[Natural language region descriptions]
*** Begin section ***

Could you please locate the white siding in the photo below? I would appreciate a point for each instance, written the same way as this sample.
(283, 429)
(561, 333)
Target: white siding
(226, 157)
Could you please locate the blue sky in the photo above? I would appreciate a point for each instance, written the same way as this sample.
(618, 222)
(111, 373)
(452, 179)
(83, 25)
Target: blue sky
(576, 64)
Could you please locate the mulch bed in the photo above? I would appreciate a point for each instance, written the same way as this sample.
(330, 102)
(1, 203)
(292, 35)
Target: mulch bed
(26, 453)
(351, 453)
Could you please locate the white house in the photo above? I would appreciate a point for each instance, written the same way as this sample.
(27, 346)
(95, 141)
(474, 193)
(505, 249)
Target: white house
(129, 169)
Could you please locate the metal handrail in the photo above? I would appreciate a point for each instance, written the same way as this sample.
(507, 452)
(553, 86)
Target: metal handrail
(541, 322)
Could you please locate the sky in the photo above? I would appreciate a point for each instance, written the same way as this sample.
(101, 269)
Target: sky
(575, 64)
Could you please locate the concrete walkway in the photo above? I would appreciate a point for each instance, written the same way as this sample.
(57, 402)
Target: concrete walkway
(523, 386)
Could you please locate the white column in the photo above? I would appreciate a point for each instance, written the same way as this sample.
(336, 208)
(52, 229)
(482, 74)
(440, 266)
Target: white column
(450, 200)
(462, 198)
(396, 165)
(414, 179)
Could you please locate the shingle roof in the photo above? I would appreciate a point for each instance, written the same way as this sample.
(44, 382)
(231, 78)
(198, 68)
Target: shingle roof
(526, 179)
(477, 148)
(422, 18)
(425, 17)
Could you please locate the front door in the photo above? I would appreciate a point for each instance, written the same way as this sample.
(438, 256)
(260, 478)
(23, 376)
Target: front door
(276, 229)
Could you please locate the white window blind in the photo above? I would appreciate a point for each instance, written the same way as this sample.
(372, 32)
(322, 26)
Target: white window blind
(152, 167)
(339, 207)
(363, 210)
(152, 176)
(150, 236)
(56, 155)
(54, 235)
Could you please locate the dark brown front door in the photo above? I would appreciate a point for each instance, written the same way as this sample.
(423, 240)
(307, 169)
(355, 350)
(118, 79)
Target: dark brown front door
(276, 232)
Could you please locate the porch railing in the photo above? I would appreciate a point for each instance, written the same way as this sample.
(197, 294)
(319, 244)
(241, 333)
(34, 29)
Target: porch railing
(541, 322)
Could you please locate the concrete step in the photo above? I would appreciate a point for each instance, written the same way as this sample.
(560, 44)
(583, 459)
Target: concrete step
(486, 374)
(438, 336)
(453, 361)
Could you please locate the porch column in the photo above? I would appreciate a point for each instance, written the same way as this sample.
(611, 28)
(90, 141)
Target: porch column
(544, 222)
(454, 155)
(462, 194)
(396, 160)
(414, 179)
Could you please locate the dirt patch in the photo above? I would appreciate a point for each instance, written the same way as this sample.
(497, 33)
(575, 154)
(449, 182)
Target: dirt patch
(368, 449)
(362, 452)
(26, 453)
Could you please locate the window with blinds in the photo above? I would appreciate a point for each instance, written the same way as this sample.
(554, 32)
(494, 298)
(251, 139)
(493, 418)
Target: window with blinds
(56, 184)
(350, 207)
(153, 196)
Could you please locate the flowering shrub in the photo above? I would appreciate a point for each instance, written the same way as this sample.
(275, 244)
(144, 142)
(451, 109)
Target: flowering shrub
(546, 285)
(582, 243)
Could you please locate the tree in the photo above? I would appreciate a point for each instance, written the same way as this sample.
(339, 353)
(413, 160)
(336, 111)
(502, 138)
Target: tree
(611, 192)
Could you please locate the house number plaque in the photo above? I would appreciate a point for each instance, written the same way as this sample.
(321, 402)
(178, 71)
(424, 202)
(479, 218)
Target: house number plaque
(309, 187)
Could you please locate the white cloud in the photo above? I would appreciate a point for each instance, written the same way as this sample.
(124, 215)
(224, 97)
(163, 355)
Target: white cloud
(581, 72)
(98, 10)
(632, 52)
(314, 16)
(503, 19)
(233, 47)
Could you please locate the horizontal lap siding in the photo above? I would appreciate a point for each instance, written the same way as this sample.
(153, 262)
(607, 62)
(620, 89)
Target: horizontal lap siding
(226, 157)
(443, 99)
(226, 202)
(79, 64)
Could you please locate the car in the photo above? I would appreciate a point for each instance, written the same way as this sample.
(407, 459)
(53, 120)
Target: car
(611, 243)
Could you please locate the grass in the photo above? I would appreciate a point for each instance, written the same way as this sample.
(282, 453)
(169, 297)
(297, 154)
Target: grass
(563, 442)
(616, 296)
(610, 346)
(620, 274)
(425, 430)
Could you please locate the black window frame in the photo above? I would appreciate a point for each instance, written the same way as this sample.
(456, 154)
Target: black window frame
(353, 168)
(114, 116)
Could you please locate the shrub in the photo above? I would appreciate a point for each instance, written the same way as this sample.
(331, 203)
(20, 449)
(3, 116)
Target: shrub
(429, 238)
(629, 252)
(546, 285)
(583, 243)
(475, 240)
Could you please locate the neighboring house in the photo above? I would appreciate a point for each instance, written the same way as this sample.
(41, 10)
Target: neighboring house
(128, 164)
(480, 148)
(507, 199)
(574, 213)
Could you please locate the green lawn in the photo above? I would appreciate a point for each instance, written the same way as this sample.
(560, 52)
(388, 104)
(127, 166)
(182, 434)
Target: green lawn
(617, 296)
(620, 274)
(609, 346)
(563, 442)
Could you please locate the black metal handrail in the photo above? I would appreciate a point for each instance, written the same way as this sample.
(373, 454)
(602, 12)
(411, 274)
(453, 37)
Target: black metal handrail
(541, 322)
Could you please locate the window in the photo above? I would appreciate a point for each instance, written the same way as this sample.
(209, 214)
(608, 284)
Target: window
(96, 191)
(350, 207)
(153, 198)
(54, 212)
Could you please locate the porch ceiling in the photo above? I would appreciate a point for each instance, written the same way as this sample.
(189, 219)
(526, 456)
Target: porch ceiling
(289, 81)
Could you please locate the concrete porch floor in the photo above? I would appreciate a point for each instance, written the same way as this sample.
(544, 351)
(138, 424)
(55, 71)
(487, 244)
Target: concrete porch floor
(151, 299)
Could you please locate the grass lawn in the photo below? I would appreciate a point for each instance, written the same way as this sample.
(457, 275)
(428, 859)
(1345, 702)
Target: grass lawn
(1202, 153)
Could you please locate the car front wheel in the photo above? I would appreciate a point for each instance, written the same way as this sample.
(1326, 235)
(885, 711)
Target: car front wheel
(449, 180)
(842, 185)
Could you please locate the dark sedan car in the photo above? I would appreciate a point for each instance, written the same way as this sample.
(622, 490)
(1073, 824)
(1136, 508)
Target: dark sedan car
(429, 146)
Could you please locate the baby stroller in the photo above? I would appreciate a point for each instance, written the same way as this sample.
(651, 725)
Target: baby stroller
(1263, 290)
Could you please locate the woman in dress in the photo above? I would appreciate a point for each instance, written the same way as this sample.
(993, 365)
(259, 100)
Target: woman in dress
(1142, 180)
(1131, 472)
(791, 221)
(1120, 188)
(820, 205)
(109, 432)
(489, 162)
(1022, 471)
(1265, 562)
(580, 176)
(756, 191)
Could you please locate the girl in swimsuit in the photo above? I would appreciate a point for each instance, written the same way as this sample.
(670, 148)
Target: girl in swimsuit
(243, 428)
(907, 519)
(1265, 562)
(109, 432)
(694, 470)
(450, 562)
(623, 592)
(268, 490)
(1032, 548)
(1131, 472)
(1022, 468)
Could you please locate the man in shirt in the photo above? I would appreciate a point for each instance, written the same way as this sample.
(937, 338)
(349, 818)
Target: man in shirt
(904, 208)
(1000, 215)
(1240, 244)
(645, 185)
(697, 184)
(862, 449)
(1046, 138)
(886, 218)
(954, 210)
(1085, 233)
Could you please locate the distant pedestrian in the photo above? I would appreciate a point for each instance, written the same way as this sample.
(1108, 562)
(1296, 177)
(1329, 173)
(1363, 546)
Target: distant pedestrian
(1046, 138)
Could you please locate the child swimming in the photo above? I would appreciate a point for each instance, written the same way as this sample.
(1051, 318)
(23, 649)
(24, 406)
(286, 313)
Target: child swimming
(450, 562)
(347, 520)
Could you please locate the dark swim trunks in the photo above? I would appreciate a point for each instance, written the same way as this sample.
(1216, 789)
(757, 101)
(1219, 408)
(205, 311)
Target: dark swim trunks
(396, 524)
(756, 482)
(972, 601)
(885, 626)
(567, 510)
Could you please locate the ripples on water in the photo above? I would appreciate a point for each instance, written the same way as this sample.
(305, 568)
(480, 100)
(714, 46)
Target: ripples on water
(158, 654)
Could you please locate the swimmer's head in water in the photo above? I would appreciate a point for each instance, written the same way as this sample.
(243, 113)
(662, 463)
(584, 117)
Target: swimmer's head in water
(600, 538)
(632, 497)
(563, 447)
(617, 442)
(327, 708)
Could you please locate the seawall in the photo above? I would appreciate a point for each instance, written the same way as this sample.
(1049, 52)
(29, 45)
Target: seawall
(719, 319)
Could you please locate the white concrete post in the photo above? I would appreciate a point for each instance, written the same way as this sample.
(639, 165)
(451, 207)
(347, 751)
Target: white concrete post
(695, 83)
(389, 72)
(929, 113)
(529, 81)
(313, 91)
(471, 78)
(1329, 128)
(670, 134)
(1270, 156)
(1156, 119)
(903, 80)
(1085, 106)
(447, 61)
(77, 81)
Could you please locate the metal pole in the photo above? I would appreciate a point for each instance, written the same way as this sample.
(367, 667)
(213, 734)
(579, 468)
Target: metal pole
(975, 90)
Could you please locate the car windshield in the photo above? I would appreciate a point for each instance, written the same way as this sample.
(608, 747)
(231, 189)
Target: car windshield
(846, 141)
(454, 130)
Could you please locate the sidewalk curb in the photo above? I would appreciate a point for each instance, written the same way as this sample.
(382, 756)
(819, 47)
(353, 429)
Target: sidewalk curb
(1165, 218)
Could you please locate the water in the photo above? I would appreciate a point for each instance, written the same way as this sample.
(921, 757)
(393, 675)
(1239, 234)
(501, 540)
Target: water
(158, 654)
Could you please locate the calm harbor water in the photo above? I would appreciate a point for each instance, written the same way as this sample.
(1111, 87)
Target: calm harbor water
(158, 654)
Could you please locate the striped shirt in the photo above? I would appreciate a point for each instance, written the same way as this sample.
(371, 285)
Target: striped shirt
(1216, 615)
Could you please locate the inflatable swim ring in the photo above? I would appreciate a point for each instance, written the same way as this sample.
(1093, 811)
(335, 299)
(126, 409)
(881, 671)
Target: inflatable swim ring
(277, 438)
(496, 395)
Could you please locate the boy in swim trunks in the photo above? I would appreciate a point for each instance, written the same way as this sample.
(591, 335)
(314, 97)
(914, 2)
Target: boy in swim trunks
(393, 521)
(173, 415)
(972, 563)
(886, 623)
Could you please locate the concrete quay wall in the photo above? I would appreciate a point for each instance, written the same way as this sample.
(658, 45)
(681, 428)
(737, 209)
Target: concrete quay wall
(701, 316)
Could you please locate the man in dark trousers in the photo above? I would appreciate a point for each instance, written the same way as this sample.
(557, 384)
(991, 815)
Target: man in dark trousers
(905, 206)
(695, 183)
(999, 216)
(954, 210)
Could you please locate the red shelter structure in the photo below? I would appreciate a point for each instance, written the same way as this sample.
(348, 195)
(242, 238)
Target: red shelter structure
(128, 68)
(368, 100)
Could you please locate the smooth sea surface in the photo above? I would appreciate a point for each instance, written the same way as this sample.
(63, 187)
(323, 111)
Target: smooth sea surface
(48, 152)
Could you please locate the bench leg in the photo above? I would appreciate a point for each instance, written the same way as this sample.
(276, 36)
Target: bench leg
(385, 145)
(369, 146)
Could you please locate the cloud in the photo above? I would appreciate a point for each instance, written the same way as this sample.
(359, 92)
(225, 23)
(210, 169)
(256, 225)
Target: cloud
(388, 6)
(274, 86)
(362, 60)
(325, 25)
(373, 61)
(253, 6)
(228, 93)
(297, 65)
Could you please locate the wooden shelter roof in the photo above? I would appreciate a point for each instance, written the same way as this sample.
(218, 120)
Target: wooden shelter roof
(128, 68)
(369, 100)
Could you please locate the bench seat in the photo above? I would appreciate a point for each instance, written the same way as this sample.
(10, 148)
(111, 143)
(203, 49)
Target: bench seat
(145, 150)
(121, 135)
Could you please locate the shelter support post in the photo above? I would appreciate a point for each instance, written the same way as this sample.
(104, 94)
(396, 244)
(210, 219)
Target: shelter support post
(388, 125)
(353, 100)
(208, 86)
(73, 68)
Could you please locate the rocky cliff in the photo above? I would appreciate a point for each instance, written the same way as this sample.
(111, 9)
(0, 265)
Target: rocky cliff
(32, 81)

*** End section ***

ABOUT THIS TASK: Filter the records down to the lines containing the word "below", and copy those.

SOLUTION FOR THIS TASK:
Could you please locate the white siding in the photo below? I would appreciate a point for each instance, written the same way as this sample.
Could you please locate the grass lawn in the photo below? I would appreciate a point for each instance, written the same way as this sample.
Could you please locate the red shelter structure in the photo below? I would appreciate a point for each instance, written the same way as this sample.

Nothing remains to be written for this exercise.